> _Assignment 1_:
List each distinct command in the Hermes Codex runtime text that begins with the word codex.
> _Assignment 2_:
Reproduce word for word the part of the Hermes Codex runtime text between "1. Verify Codex" and "the next session.", inclusive.

==== Provided passage ====

How it fits the Hermes ecosystem

This runtime is the commercial-economics counterpart to the rest of the Hermes story. Hermes’ default value prop (per user stories and Nate Herk’s course) is stateful business agent on self-hosted infrastructure. The Codex App-Server runtime adds: “and you can use your existing ChatGPT subscription instead of paying for OpenAI API credits.” That changes the unit-economics calculus for any operator running a 24/7 Hermes deployment that includes OpenAI-side turns — moves the marginal-cost-per-turn closer to zero on the ChatGPT subscription side, while preserving Hermes’ orchestration value above the turn.

It also concretizes one half of the CLI > MCP > API tool hierarchy thesis from the operator’s perspective: Hermes itself is the orchestration layer, but for OpenAI-side turns the Codex CLI is now the preferred runtime — leveraging Codex’s specialized sandbox + tool ecosystem rather than re-implementing them in Hermes. Same pattern that Higgsfield’s skills bundle embraced for creative-AI surfaces: vendor-CLI as the operator runtime, orchestration sits one tier up.

Try It

For Hermes operators considering the Codex runtime:

  1. Verify Codex CLI is current. codex --version — must be 0.130.0+. If older, npm i -g @openai/codex to bump.
  2. Authenticate Codex against your ChatGPT subscription. codex login — writes tokens to ~/.codex/auth.json. Confirm this works standalone before wiring into Hermes.
  3. (Optional) Pre-install Codex plugins you want available. codex plugin marketplace add openai-curated then any specific plugins (Linear, Gmail, etc.). These auto-migrate when you flip the Hermes runtime.
  4. Inside a Hermes session: /codex-runtime codex_app_server. The command discovers + migrates plugins, registers Hermes as MCP server to Codex, persists the config, and takes effect on the next session.
  5. Audit ~/.hermes/config.yaml for model.openai_runtime: codex_app_server to confirm. Also inspect ~/.codex/config.toml for the # managed by hermes-agent block — anything outside that block is yours to edit.
  6. Test a small /goal task. Each continuation is a fresh Codex turn under the new runtime — useful baseline for behavior + cost comparison vs the prior runtime.
  7. Override auxiliary tasks if you want title generation or summarization off the ChatGPT subscription. Add an auxiliary: block in ~/.hermes/config.yaml pointing specific tasks at cheaper providers (e.g. OpenRouter + Gemini 3 Flash).
  8. For multi-profile setups: set CODEX_HOME=~/.hermes/profiles/<name>/codex in your shell env per profile and run codex login once per profile. Without this, all Hermes profiles share ~/.codex/.
  9. To revert: /codex-runtime auto. Managed config block remains for one-command re-enable.

Open Questions

  • What’s the actual rate-limit on ChatGPT-subscription-driven Codex turns under heavy Hermes usage? Codex CLI alone gets ChatGPT-Plus / Pro limits; the docs don’t quantify what happens when a long-running Hermes session burns through those limits mid-turn. Worth a community-measurement pass once operators have run multi-day deployments.
  • Cron jobs are “not specifically tested but should work.” Open thread until first community report on cron + Codex runtime in production. Hermes cron jobs are load-bearing for the self-improvement loop, so a regression here would be material.
  • MCP callback channel: token cost? Hermes-side tools fired via MCP callback presumably cost ChatGPT tokens (since the turn runs under the Codex/ChatGPT auth). The docs don’t disaggregate cost between Codex-native tool calls and MCP-callback tool calls. Worth measuring.
  • Plugin upgrade flow. When codex plugin upgrade runs outside a Hermes session, do the upgrades land in the next Hermes-driven Codex turn automatically? Or does Hermes need a /codex-runtime codex_app_server re-run to re-discover?
  • What does the codex_responses runtime look like? The docs reference it as the runtime the review fork downgrades to, but it isn’t documented on the same page. Open thread for a follow-up ingest if Nous Research publishes the spec separately.
  • Auth file conflicts. If Codex CLI is updated and rotates auth-file format, does Hermes recover gracefully or does the operator need to manually re-codex login? Operational hygiene worth surfacing.

==== Provided data ====

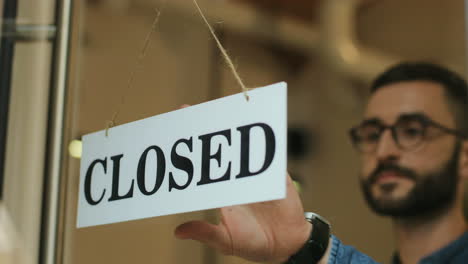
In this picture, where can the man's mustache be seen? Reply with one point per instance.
(402, 172)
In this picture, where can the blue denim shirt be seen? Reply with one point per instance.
(454, 253)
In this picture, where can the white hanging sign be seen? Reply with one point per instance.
(220, 153)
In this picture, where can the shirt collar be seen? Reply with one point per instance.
(444, 254)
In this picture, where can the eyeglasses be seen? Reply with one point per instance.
(409, 132)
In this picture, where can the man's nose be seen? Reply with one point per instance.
(387, 148)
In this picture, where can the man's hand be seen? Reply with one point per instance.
(263, 232)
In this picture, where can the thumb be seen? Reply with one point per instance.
(216, 236)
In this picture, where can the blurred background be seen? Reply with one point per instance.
(65, 67)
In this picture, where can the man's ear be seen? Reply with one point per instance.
(463, 161)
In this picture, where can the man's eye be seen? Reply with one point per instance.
(371, 136)
(411, 132)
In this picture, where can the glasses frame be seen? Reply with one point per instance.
(425, 121)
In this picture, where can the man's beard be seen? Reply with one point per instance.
(432, 193)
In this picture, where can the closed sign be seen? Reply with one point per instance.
(224, 152)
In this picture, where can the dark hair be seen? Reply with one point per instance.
(456, 89)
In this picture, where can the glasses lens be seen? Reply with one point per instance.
(366, 137)
(410, 133)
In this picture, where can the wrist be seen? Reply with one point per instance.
(316, 244)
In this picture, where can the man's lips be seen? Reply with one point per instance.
(389, 176)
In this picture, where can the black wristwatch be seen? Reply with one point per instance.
(316, 246)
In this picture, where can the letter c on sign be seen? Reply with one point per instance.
(87, 187)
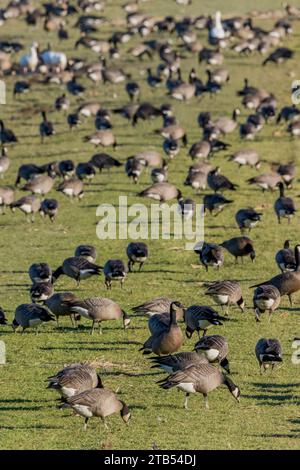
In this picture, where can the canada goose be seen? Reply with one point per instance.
(40, 184)
(218, 182)
(268, 352)
(97, 309)
(46, 127)
(265, 297)
(6, 198)
(200, 318)
(284, 206)
(6, 135)
(247, 218)
(114, 270)
(30, 315)
(104, 161)
(226, 293)
(28, 205)
(239, 247)
(97, 402)
(162, 192)
(71, 188)
(215, 349)
(102, 137)
(78, 268)
(202, 378)
(166, 336)
(88, 252)
(74, 379)
(215, 202)
(246, 157)
(266, 181)
(49, 207)
(137, 252)
(285, 258)
(210, 255)
(288, 282)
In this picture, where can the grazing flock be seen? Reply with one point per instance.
(168, 40)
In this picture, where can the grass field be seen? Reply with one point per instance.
(268, 414)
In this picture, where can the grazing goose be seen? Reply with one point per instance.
(284, 206)
(288, 282)
(49, 207)
(210, 255)
(97, 309)
(202, 378)
(247, 219)
(46, 127)
(74, 379)
(137, 252)
(226, 293)
(218, 182)
(215, 202)
(285, 258)
(265, 297)
(215, 349)
(88, 252)
(114, 270)
(28, 205)
(268, 352)
(77, 268)
(162, 192)
(239, 247)
(166, 336)
(30, 315)
(98, 402)
(200, 318)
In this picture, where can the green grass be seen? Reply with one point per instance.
(268, 415)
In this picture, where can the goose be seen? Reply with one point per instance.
(74, 379)
(72, 188)
(285, 258)
(161, 192)
(265, 297)
(284, 206)
(226, 293)
(78, 268)
(268, 352)
(137, 252)
(288, 282)
(218, 182)
(6, 135)
(114, 270)
(246, 157)
(30, 315)
(104, 161)
(97, 402)
(4, 162)
(215, 202)
(266, 181)
(202, 378)
(88, 252)
(201, 318)
(166, 336)
(40, 184)
(247, 218)
(97, 309)
(6, 198)
(46, 127)
(210, 255)
(28, 205)
(103, 137)
(56, 305)
(239, 247)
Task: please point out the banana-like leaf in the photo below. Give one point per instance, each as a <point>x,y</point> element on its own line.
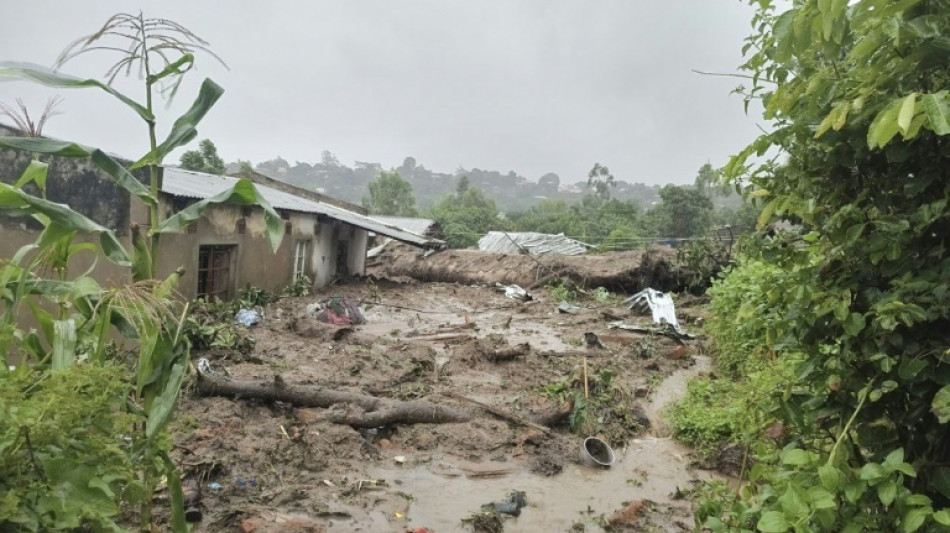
<point>64,343</point>
<point>162,407</point>
<point>177,496</point>
<point>51,78</point>
<point>141,256</point>
<point>243,193</point>
<point>13,199</point>
<point>184,129</point>
<point>69,149</point>
<point>35,172</point>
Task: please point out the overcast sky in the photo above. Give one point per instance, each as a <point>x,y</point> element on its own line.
<point>531,86</point>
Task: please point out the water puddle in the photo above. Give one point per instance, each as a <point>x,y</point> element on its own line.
<point>441,490</point>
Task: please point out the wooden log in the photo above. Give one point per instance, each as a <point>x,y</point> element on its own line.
<point>374,412</point>
<point>501,413</point>
<point>509,353</point>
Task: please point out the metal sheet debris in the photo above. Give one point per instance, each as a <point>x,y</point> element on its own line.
<point>531,243</point>
<point>514,292</point>
<point>660,304</point>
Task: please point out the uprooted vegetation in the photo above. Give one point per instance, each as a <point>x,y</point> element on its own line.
<point>451,381</point>
<point>616,271</point>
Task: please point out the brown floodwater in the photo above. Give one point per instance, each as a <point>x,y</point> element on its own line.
<point>440,490</point>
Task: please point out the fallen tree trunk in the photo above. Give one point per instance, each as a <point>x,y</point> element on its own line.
<point>507,354</point>
<point>501,413</point>
<point>373,411</point>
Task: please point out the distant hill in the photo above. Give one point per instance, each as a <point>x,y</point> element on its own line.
<point>511,191</point>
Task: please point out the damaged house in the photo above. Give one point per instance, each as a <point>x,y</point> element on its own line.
<point>227,247</point>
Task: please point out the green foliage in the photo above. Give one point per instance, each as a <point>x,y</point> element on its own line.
<point>701,260</point>
<point>855,91</point>
<point>711,414</point>
<point>205,159</point>
<point>64,465</point>
<point>601,180</point>
<point>303,286</point>
<point>467,215</point>
<point>391,195</point>
<point>609,410</point>
<point>563,291</point>
<point>609,224</point>
<point>210,325</point>
<point>684,212</point>
<point>743,313</point>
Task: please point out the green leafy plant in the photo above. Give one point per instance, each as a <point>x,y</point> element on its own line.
<point>163,51</point>
<point>563,291</point>
<point>856,93</point>
<point>303,286</point>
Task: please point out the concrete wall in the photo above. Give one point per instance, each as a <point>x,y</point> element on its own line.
<point>77,182</point>
<point>255,262</point>
<point>356,252</point>
<point>335,248</point>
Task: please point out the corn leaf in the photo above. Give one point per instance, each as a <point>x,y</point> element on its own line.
<point>13,199</point>
<point>69,149</point>
<point>51,78</point>
<point>35,172</point>
<point>177,496</point>
<point>64,344</point>
<point>243,193</point>
<point>184,129</point>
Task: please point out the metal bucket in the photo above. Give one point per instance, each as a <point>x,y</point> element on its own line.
<point>596,452</point>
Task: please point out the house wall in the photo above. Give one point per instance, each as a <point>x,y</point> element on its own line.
<point>323,263</point>
<point>254,263</point>
<point>356,252</point>
<point>77,182</point>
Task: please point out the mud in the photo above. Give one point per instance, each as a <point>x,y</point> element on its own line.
<point>274,467</point>
<point>621,271</point>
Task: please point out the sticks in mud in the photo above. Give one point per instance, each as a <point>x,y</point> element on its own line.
<point>511,417</point>
<point>507,354</point>
<point>375,412</point>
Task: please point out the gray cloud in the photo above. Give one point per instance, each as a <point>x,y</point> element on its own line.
<point>534,87</point>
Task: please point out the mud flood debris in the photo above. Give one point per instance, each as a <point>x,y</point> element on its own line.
<point>475,392</point>
<point>247,317</point>
<point>514,292</point>
<point>512,505</point>
<point>568,308</point>
<point>337,310</point>
<point>658,303</point>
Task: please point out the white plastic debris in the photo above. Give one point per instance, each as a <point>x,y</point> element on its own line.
<point>660,304</point>
<point>514,292</point>
<point>247,317</point>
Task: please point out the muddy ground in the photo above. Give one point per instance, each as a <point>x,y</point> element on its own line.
<point>266,467</point>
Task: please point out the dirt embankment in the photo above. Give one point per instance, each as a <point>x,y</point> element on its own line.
<point>617,271</point>
<point>266,465</point>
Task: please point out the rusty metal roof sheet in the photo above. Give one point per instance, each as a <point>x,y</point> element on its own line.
<point>190,184</point>
<point>415,225</point>
<point>513,243</point>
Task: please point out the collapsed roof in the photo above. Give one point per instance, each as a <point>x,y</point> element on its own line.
<point>189,184</point>
<point>512,243</point>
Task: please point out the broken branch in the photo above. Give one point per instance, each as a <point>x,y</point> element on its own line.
<point>376,412</point>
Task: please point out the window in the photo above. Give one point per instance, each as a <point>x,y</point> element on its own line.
<point>214,272</point>
<point>301,254</point>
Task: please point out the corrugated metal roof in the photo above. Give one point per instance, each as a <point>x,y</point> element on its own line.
<point>534,243</point>
<point>189,184</point>
<point>415,225</point>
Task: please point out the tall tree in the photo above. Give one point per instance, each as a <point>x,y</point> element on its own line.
<point>390,195</point>
<point>709,181</point>
<point>857,94</point>
<point>205,159</point>
<point>683,212</point>
<point>601,180</point>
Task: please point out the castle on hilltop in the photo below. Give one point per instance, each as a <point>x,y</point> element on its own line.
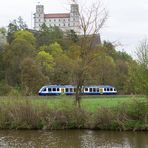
<point>65,21</point>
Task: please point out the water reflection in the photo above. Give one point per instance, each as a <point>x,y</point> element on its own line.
<point>73,139</point>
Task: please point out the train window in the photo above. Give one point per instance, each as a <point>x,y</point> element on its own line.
<point>90,89</point>
<point>54,89</point>
<point>94,89</point>
<point>86,89</point>
<point>44,89</point>
<point>49,89</point>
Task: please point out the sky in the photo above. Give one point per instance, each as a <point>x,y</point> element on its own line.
<point>126,26</point>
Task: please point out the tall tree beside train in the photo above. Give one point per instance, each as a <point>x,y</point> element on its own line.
<point>66,60</point>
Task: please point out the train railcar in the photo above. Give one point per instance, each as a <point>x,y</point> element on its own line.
<point>70,90</point>
<point>99,90</point>
<point>56,90</point>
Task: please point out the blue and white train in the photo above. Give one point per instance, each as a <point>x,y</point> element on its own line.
<point>70,90</point>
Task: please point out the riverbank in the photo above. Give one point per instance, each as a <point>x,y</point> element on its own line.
<point>60,113</point>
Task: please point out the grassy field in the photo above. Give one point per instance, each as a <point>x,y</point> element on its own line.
<point>90,103</point>
<point>96,112</point>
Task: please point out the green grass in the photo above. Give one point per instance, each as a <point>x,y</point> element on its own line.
<point>90,103</point>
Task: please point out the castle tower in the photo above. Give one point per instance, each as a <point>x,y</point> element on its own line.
<point>74,17</point>
<point>39,17</point>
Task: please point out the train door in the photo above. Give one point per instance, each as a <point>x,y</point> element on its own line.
<point>101,90</point>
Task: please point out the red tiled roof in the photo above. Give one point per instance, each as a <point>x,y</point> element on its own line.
<point>57,15</point>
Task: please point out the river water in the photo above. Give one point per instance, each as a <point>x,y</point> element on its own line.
<point>73,139</point>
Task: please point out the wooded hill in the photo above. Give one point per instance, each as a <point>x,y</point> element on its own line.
<point>31,59</point>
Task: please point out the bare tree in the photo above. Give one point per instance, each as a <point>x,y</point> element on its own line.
<point>92,19</point>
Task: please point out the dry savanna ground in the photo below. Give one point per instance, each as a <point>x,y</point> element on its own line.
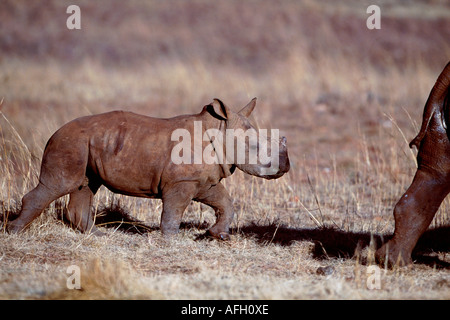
<point>348,99</point>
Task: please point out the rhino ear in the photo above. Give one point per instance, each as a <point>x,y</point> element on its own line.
<point>248,109</point>
<point>218,109</point>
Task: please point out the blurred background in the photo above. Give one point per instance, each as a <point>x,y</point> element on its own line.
<point>347,98</point>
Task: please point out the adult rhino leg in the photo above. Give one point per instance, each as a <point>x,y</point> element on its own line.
<point>413,214</point>
<point>79,211</point>
<point>218,198</point>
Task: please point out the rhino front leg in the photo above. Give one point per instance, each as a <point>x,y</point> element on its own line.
<point>175,201</point>
<point>79,211</point>
<point>413,214</point>
<point>218,198</point>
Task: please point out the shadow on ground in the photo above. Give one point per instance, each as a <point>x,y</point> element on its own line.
<point>330,242</point>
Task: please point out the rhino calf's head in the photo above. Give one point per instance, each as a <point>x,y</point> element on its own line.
<point>252,150</point>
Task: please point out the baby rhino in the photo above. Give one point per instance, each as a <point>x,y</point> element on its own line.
<point>177,160</point>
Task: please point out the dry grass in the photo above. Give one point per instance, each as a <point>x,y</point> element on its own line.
<point>348,100</point>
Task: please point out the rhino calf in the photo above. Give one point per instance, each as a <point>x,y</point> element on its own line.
<point>131,154</point>
<point>415,210</point>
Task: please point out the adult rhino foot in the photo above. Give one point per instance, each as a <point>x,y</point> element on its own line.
<point>224,236</point>
<point>392,256</point>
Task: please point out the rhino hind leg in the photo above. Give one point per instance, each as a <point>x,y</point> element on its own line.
<point>33,203</point>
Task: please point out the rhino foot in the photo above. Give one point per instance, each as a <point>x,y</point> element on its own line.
<point>224,236</point>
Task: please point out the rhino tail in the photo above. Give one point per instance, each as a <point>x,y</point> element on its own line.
<point>438,100</point>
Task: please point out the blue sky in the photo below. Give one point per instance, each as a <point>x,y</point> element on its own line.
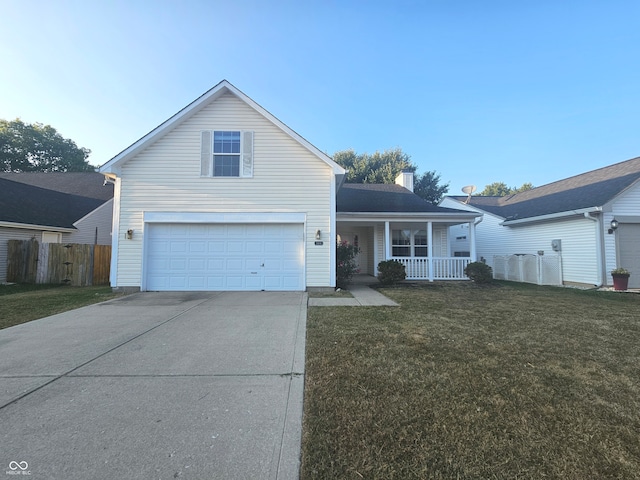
<point>479,91</point>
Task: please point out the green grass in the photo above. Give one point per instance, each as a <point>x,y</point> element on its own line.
<point>26,302</point>
<point>510,381</point>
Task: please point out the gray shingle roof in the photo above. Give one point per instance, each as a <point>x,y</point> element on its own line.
<point>590,189</point>
<point>84,184</point>
<point>383,198</point>
<point>24,202</point>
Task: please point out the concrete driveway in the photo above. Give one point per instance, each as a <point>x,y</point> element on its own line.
<point>157,386</point>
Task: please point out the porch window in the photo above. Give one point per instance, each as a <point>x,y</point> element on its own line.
<point>401,243</point>
<point>409,243</point>
<point>420,243</point>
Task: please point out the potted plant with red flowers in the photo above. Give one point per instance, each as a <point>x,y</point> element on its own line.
<point>620,278</point>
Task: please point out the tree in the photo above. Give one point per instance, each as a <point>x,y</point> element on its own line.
<point>384,168</point>
<point>376,168</point>
<point>428,186</point>
<point>39,148</point>
<point>500,189</point>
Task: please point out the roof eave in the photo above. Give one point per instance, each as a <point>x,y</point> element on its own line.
<point>383,216</point>
<point>30,226</point>
<point>551,216</point>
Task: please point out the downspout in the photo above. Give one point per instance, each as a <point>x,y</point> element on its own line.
<point>599,247</point>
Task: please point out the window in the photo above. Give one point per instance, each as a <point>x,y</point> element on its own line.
<point>409,243</point>
<point>226,153</point>
<point>420,243</point>
<point>401,243</point>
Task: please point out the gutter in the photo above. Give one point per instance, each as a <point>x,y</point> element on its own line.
<point>30,226</point>
<point>551,216</point>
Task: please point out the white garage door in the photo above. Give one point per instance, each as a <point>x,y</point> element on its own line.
<point>629,249</point>
<point>225,257</point>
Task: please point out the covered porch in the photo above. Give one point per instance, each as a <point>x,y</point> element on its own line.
<point>421,244</point>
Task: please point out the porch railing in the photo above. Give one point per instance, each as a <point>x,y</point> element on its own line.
<point>444,268</point>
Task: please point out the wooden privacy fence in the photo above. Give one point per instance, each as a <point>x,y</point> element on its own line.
<point>72,263</point>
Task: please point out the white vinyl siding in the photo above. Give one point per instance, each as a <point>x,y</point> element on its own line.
<point>166,177</point>
<point>626,209</point>
<point>578,236</point>
<point>94,228</point>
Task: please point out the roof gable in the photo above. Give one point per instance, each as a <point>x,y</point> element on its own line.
<point>197,105</point>
<point>592,189</point>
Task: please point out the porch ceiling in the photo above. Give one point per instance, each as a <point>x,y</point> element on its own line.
<point>373,218</point>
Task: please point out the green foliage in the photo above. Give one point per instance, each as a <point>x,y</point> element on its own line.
<point>346,266</point>
<point>39,148</point>
<point>500,189</point>
<point>427,186</point>
<point>391,272</point>
<point>479,272</point>
<point>380,167</point>
<point>384,167</point>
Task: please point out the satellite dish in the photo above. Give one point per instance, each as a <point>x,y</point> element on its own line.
<point>469,189</point>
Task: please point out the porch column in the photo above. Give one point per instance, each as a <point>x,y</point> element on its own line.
<point>430,249</point>
<point>375,250</point>
<point>387,241</point>
<point>472,240</point>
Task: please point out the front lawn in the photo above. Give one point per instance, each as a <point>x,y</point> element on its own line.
<point>510,381</point>
<point>23,303</point>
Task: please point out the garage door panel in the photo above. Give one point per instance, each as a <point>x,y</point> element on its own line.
<point>234,247</point>
<point>177,264</point>
<point>254,247</point>
<point>225,257</point>
<point>197,264</point>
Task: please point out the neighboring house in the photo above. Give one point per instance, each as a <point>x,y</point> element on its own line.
<point>576,211</point>
<point>54,208</point>
<point>224,196</point>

====

> _Expected answer 1_:
codex --version
codex login
codex plugin marketplace add openai-curated
codex plugin upgrade

> _Expected answer 2_:
1. Verify Codex CLI is current. codex --version — must be 0.130.0+. If older, npm i -g @openai/codex to bump.
  2. Authenticate Codex against your ChatGPT subscription. codex login — writes tokens to ~/.codex/auth.json. Confirm this works standalone before wiring into Hermes.
  3. (Optional) Pre-install Codex plugins you want available. codex plugin marketplace add openai-curated then any specific plugins (Linear, Gmail, etc.). These auto-migrate when you flip the Hermes runtime.
  4. Inside a Hermes session: /codex-runtime codex_app_server. The command discovers + migrates plugins, registers Hermes as MCP server to Codex, persists the config, and takes effect on the next session.